• **Instruction**
Change "one point per instance" to "one point for each" everywhere it appears in the records below, and give back every line with nothing else altered.

**** Rows

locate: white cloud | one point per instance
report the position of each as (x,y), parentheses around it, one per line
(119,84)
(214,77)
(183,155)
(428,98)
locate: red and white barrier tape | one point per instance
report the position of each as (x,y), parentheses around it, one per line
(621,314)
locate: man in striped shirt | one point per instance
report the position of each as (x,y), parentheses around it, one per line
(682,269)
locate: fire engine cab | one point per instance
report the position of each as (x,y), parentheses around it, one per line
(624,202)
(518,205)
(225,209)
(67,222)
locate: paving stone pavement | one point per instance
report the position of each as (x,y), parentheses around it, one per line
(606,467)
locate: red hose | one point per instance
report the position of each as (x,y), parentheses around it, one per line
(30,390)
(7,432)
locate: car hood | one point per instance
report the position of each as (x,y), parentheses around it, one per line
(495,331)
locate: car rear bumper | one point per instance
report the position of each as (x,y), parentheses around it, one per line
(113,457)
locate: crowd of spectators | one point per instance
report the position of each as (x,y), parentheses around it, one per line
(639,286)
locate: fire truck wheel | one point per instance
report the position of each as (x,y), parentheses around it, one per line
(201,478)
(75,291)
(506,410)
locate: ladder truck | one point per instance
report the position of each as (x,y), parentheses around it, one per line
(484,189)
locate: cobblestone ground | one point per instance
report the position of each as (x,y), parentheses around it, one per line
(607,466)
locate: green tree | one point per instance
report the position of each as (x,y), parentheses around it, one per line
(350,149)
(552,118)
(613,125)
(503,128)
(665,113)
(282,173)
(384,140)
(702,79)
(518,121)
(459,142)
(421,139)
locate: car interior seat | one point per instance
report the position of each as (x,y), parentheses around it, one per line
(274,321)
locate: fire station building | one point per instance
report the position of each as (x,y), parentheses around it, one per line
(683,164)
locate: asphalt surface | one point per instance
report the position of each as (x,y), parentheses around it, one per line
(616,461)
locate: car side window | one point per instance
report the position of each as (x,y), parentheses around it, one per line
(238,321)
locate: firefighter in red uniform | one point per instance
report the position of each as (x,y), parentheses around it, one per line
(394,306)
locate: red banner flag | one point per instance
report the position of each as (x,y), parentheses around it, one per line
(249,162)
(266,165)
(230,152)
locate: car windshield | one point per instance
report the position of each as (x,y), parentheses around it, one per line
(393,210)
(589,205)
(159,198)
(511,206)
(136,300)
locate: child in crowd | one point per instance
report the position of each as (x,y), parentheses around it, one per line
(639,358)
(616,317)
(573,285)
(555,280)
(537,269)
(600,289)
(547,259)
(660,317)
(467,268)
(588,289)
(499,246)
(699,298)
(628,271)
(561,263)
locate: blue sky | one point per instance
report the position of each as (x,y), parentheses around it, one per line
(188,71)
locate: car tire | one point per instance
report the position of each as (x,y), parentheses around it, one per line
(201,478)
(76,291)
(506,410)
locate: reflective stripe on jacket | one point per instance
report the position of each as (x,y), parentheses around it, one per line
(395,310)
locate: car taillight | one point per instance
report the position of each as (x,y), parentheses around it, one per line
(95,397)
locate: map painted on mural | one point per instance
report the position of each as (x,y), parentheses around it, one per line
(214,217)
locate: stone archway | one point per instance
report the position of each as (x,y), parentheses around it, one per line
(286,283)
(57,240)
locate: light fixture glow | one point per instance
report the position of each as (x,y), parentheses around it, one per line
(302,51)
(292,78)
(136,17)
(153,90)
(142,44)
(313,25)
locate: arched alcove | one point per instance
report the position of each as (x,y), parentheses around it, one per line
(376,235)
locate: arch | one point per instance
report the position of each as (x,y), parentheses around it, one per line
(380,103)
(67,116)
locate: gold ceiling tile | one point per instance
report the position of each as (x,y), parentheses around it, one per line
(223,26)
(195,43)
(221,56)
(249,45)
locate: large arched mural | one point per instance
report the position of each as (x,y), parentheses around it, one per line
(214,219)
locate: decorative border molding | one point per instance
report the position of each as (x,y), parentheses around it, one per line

********

• **Task solution**
locate: white cloud | one point for each
report the position of each as (x,y), parentheses around it, one per line
(119,84)
(214,77)
(183,155)
(428,98)
locate: red and white barrier tape | one point for each
report the position of each as (x,y), parentheses around it, one per line
(621,314)
locate: man in striped shirt | one point for each
report the position of each as (x,y), parentheses around it, one per line
(682,269)
locate: fire engine cab | one point for each
report the position of each as (x,y), parentheses around it, one per line
(624,202)
(518,205)
(225,209)
(67,222)
locate: paving stone pavement | one point for each
report the position of each as (x,y), parentheses around it, one per line
(606,467)
locate: red hose | one point for each
report the position of each as (x,y), parentheses around it, one per line
(30,390)
(7,432)
locate: car hood | one point for each
report the position of each as (x,y), parentheses around it, one per line
(495,331)
locate: car rear bumper | one point for each
report the position of each as (x,y), parentheses around it, one per line
(113,457)
locate: crowd of spectators | one point for each
report the position of each as (x,y), parentheses around it, one per line
(639,286)
locate: fire truck wheel | one point for each
report the position of each as (x,y), parentheses around it, one per line
(201,478)
(75,291)
(506,410)
locate: ladder truck | one point for each
report the position of each as (x,y), parentheses around it, one per line
(484,189)
locate: cobblestone ground | one point for each
report the position of each as (x,y), parentheses around it, one per line
(607,466)
locate: green tree | one point for each
report the position of each as (x,y), parentheses around it, one per line
(350,149)
(552,118)
(613,125)
(503,128)
(665,113)
(282,173)
(384,140)
(702,79)
(518,121)
(459,142)
(421,139)
locate: car interior seat | one point for each
report the position of each as (x,y), parentheses around it, one per line
(274,321)
locate: fire station building | one point for each
report the position of each as (x,y), parentheses around it, one per line
(683,164)
locate: asphalt surface | one point for each
report the position of each as (x,y), parentheses around it, one per line
(616,461)
locate: car side window | one point for each
report the position of each as (x,y), parentheses around it, one per line
(238,321)
locate: firefighter in red uniform | one point for each
report the position of each as (x,y), parentheses around it, one per line
(394,306)
locate: red banner flag | one point for each
report the position of each as (x,y), parentheses around it, one per line
(249,162)
(266,165)
(230,152)
locate: car windshield | one point for each
report the position of each as (x,y), parentheses around it, one per line
(393,210)
(589,205)
(159,198)
(511,206)
(136,300)
locate: child in crowd | one point for each
report the position of each as (x,y), parentheses around it, one per line
(639,358)
(616,317)
(573,285)
(555,280)
(537,269)
(600,289)
(547,259)
(660,317)
(467,268)
(588,289)
(499,246)
(699,298)
(628,271)
(561,263)
locate: blue sky | one point for each
report the position of each as (x,y), parentheses around it, one per line
(188,71)
locate: car tire | one point for each
report the position of each as (x,y), parentheses around it, one per line
(201,478)
(76,291)
(506,410)
locate: reflective stripe on jacket | one point for each
report the position of each as (x,y), parentheses around it, one per line
(395,310)
locate: car taillight | one point for each
report the position of each as (x,y), parentheses around it, one per line
(95,397)
locate: map painted on mural | one point for each
report the position of each as (x,y), parentheses around it, one per line
(214,217)
locate: stone archway | one point for each
report the position of each as (x,y), parentheses around it, one per line
(286,283)
(57,240)
locate: light fixture glow | one point for each
report the position of each as (x,y), parentheses around it, one per line
(302,51)
(292,78)
(136,17)
(153,90)
(142,44)
(313,25)
locate: arched alcove | one point for each
report the position of each as (x,y), parentheses around it, one per line
(376,235)
locate: arch | one point for each
report the position of each as (x,y), parentheses around it, one per line
(380,103)
(67,116)
locate: gold ceiling tile | one point for each
report the position of each as (x,y), parentheses around it, one per line
(223,26)
(195,43)
(221,56)
(249,45)
locate: large arched mural | one point for each
report the position of each as (x,y), parentheses around it, one per line
(214,219)
locate: decorative border molding | one point for each
report the position of each as (x,y), parentheses around it, one per line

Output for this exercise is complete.